◆ What is being asked ◆
Summarize the mesa surface passage below in two sentences.

◆ Source extract ◆
_ _ _ _ _
Each mesa surface 435 may be defined by entire side surfaces of the collector 420 and the base 440 on the same side, i.e., from the upper surface of the base 440 to the lower surface of the collector 420. For example, the first mesa surface 435 may be defined by the entire first side surface of the base 440 and the entire first side surface of the collector 420, from the upper surface of the base 440 to the lower surface of the collector 420. The second mesa surface 435 may be defined by the entire second side surface of the base 440 and the entire second side surface of the collector 420, from the upper surface from the upper surface of the base 440 to the lower surface of the collector 420.

Inner surfaces of the passivation layers 470 may contact the corresponding mesa surfaces 435. For example, the inner surface of the first (e.g., left) passivation layer 470 may be in contact with the first mesa surface 435, and the inner surface of the second (e.g., right) passivation layer 470 may be in contact with the second mesa surface 435. The passivation layers 470 may be formed from dielectric materials such as SiN.

FIG. 4 illustrates two passivation layers 470 on both mesa surfaces 435. However, it is not necessary that the passivation layers 470 be formed on all mesa surfaces 435. For example, the left passivation layer 470 may be formed on the left mesa surface 435 without the right passivation layer 470 being formed. In another example, the right passivation layer 470 may be formed on the right mesa surface 435 without the left passivation layer 470 being formed. In short, for each mesa surface 435, there may or may not be a passivation layer 470 formed there on.

The passivation layers 470 may also be formed on the emitter 460 and/or the emitter caps 450 and/or the emitter contacts 465. For example, FIG. 4 illustrates that the passivation layers 470 may be in contact with the emitter 460 (e.g., on side and/or top surfaces), the emitter caps 450 (e.g., on side and/or top surfaces), and/or the emitter contact 465.
_ _ _ _ _
Coordinate annotation lines
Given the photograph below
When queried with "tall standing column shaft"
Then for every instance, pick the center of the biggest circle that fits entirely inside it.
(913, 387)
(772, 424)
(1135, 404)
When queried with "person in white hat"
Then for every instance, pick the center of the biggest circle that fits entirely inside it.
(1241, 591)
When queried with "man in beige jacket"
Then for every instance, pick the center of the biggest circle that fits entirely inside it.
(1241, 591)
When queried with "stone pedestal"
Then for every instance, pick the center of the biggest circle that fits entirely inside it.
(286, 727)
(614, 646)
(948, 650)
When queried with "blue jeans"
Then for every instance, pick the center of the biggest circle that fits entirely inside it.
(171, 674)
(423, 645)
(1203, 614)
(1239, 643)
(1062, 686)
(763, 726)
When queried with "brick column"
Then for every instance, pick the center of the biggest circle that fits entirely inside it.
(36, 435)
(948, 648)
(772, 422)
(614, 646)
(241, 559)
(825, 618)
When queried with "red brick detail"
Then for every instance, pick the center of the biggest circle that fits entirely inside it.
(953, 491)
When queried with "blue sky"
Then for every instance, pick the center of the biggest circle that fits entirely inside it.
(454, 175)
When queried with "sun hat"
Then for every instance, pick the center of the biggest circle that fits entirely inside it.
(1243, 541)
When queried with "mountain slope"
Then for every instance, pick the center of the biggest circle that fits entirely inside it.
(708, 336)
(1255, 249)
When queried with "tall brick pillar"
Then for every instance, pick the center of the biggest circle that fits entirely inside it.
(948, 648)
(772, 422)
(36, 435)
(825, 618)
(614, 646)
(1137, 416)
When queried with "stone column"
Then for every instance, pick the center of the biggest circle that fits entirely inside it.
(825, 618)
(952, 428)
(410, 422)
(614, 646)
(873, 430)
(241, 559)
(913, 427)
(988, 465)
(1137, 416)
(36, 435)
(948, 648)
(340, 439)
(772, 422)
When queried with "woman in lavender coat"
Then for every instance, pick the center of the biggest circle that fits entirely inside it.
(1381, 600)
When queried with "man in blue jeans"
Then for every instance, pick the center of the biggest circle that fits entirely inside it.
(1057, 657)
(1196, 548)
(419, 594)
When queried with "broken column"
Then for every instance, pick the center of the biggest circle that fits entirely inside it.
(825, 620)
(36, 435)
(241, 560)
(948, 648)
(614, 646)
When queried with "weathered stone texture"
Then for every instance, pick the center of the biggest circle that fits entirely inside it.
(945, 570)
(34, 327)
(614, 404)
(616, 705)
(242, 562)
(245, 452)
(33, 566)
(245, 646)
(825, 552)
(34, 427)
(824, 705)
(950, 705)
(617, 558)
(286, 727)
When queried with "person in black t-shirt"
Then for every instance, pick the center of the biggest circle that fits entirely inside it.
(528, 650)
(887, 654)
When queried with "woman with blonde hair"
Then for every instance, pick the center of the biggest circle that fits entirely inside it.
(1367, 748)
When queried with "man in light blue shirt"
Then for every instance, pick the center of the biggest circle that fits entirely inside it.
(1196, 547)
_ _ _ _ _
◆ Response to this exercise ◆
Each mesa surface 435 may be defined by the entire side surfaces of the collector 420 and the base 440 on the same side, and the inner surfaces of the passivation layers 470, which may be formed from dielectric materials such as SiN, may contact the corresponding mesa surfaces. A passivation layer need not be formed on every mesa surface, and the passivation layers may also be formed on the emitter 460, the emitter caps 450, and/or the emitter contacts 465.